- [WHAT IS REQUIRED] Starting at the beginning of the records and ending at the line that contains "pixel 276 54", turn those lines into a numbered list with no blank lines. Leave out the pictures.

- [DATA ENTRIES]

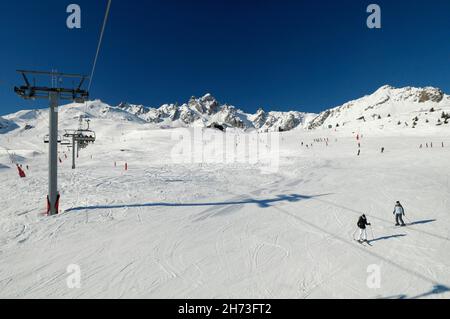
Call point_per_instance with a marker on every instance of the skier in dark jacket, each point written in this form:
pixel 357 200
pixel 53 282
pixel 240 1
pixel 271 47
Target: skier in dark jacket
pixel 399 212
pixel 362 223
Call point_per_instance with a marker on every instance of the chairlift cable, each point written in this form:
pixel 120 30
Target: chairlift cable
pixel 99 43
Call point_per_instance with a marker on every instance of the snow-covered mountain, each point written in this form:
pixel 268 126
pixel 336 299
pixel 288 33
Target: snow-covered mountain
pixel 389 108
pixel 207 111
pixel 6 125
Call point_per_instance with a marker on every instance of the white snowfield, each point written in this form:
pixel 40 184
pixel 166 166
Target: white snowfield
pixel 225 230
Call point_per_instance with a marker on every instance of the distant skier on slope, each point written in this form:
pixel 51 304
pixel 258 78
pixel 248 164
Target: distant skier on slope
pixel 362 223
pixel 399 212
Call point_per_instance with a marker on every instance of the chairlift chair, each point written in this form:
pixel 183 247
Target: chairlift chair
pixel 47 139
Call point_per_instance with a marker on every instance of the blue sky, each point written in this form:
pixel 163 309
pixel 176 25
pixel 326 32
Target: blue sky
pixel 276 54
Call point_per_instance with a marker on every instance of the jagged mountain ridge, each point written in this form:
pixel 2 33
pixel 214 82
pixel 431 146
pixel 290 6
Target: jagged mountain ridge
pixel 206 111
pixel 407 107
pixel 386 108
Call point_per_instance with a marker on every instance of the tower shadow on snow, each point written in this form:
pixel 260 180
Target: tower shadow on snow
pixel 387 238
pixel 262 203
pixel 436 290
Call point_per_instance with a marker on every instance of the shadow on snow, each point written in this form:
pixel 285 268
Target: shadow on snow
pixel 262 203
pixel 436 290
pixel 387 237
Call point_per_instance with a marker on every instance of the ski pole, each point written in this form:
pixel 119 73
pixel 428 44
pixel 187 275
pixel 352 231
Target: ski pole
pixel 409 221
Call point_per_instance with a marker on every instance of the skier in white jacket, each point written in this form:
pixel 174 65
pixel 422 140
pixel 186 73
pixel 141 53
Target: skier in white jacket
pixel 399 212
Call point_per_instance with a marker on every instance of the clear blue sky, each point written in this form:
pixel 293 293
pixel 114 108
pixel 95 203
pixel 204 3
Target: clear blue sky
pixel 278 54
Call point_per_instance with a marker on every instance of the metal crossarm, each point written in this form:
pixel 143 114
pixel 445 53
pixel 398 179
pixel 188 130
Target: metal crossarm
pixel 54 94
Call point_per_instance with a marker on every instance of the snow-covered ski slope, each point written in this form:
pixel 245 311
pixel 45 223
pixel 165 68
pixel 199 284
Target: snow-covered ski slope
pixel 225 230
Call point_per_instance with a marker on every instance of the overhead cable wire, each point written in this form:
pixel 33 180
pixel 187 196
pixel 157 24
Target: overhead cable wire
pixel 99 43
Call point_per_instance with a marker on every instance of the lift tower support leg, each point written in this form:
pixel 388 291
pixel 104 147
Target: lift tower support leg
pixel 53 153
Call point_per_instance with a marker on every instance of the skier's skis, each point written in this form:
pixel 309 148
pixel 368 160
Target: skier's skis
pixel 363 242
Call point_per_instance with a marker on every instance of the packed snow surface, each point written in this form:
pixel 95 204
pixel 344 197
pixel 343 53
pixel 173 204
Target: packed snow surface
pixel 165 229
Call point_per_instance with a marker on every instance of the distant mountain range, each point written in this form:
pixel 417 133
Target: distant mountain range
pixel 387 108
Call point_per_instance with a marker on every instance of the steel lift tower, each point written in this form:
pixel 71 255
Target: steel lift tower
pixel 54 94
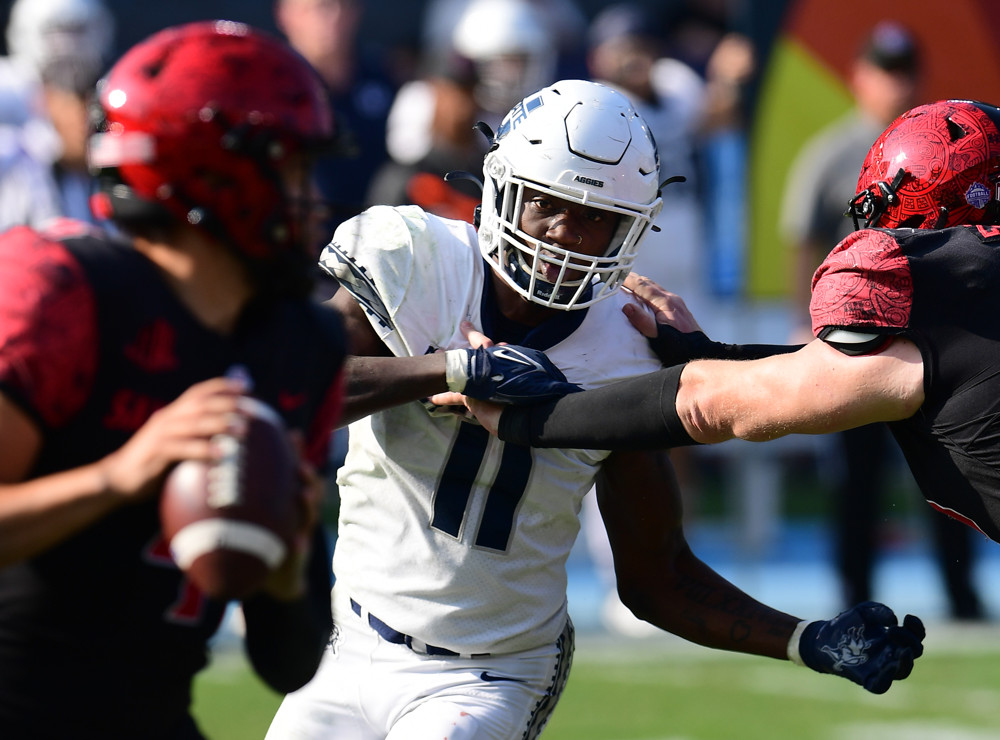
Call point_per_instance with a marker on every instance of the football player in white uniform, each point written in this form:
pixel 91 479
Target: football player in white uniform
pixel 450 594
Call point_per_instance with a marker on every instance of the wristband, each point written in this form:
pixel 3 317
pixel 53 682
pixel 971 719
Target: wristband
pixel 456 373
pixel 793 642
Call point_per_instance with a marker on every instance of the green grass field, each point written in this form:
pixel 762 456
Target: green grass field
pixel 663 689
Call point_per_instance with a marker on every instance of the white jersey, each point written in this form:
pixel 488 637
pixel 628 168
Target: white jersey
pixel 446 533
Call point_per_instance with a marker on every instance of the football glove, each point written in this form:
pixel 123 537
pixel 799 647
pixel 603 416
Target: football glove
pixel 675 347
pixel 864 644
pixel 506 374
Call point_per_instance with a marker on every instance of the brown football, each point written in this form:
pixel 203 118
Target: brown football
pixel 231 521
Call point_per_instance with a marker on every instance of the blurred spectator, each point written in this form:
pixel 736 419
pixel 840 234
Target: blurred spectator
pixel 58 49
pixel 565 24
pixel 325 32
pixel 499 51
pixel 884 83
pixel 446 99
pixel 626 53
pixel 512 48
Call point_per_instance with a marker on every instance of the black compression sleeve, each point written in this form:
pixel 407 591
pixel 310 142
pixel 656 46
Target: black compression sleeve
pixel 636 414
pixel 285 640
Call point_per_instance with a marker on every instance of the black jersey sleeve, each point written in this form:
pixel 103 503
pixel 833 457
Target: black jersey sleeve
pixel 635 414
pixel 285 640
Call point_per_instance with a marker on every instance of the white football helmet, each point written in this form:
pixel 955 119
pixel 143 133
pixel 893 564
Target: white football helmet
pixel 80 32
pixel 583 142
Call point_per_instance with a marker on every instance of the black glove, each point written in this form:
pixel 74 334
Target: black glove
pixel 506 373
pixel 675 347
pixel 864 644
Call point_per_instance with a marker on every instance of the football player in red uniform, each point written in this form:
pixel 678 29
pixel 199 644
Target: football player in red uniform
pixel 903 311
pixel 121 357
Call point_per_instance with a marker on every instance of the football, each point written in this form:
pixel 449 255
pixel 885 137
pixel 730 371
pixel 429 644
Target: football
pixel 229 522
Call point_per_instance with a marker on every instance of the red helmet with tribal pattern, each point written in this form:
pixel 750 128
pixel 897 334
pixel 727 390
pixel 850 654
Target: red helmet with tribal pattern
pixel 197 123
pixel 936 165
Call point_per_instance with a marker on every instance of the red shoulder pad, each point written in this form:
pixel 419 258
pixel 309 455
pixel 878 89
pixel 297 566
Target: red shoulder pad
pixel 864 282
pixel 48 342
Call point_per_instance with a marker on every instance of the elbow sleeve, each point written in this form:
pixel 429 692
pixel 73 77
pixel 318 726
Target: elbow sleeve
pixel 632 415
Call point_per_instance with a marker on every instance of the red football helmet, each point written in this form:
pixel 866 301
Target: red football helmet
pixel 198 120
pixel 936 165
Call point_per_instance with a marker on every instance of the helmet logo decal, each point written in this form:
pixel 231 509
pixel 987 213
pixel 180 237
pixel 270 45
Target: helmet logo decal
pixel 518 113
pixel 978 195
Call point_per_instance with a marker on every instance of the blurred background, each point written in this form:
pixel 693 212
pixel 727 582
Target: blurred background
pixel 737 93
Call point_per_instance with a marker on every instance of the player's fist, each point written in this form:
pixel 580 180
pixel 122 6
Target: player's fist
pixel 864 644
pixel 505 374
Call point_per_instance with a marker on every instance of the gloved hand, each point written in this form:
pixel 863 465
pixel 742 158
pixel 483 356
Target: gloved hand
pixel 506 373
pixel 864 644
pixel 675 347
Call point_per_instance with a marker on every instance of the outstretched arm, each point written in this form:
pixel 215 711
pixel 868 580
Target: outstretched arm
pixel 663 582
pixel 814 390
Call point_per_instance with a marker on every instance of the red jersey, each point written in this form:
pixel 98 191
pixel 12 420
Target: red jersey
pixel 101 635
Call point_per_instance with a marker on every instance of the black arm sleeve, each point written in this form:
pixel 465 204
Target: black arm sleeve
pixel 285 639
pixel 636 414
pixel 675 347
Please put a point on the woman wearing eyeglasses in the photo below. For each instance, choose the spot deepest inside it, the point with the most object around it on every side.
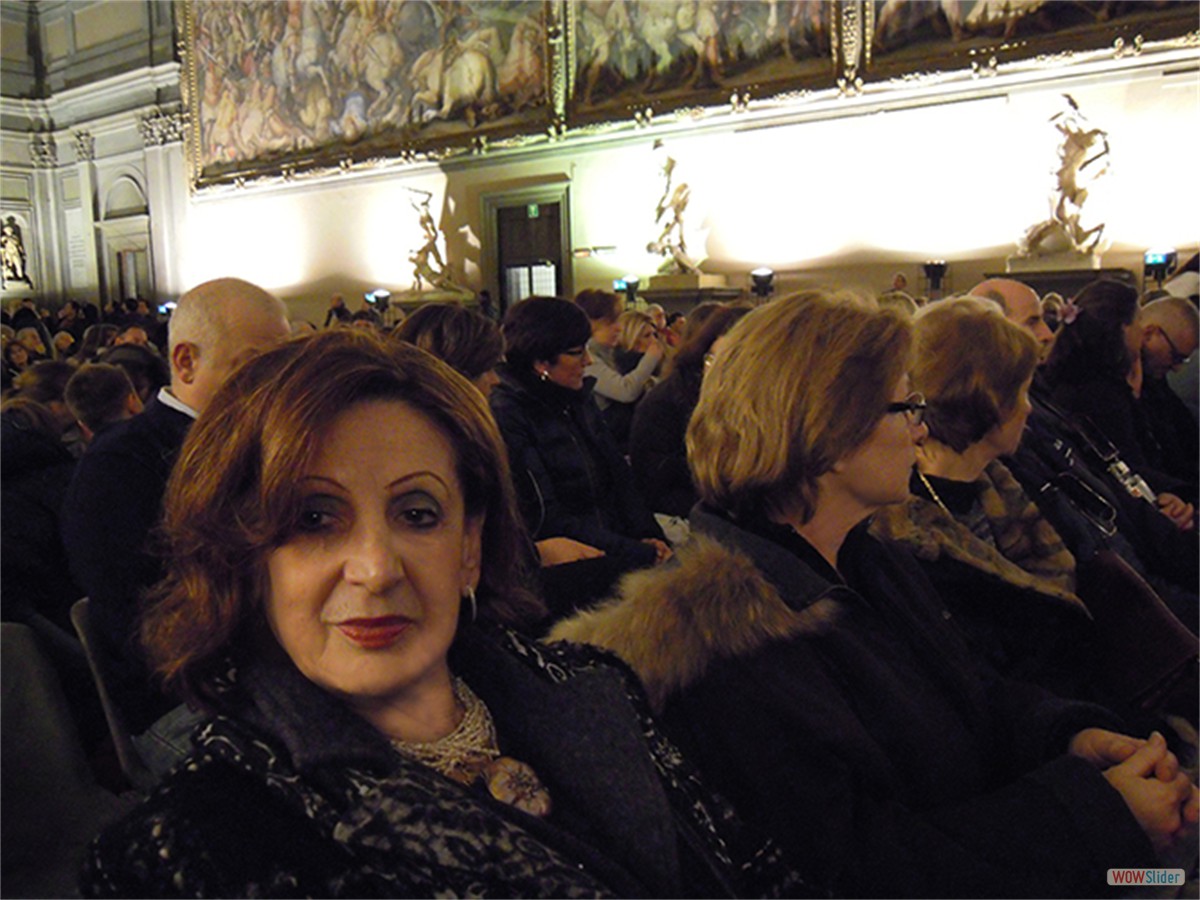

- [EXPECTED OUTPUT]
1. Call point_per_instance with a marker on every instance of the skier in dark jacket, each point written in this form:
2. pixel 357 200
3. pixel 53 282
4. pixel 240 1
5. pixel 271 47
6. Target: skier in dark jacket
7. pixel 399 212
8. pixel 362 223
9. Call point_per_instance with a marker on every instance of the chairlift cable, each point written in this form:
10. pixel 120 30
11. Target: chairlift cable
12. pixel 99 43
13. Call point_per_instance with a marker on every instance of the snow-covered mountain, each point written in this form:
14. pixel 268 126
15. pixel 336 299
16. pixel 288 33
17. Target: snow-covered mountain
18. pixel 389 108
19. pixel 207 111
20. pixel 6 125
21. Call point_per_instance with a marker on every instance of the white snowfield, each point written in this form:
22. pixel 40 184
23. pixel 166 166
24. Target: white snowfield
25. pixel 225 230
26. Call point_per_instance with a marker on every instance of the distant skier on slope, each point written in this form:
27. pixel 51 304
28. pixel 258 78
29. pixel 248 164
30. Target: distant skier on slope
31. pixel 362 223
32. pixel 399 212
33. Call point_per_instance with a marker on every instance of the chairlift chair, each point written in this form:
34. pixel 183 247
35. Target: chairlift chair
36. pixel 47 139
37. Call point_per_instance with a marker on every instance of the blue sky, each point written in this form:
38. pixel 163 309
39. pixel 176 25
40. pixel 326 32
41. Target: blue sky
42. pixel 276 54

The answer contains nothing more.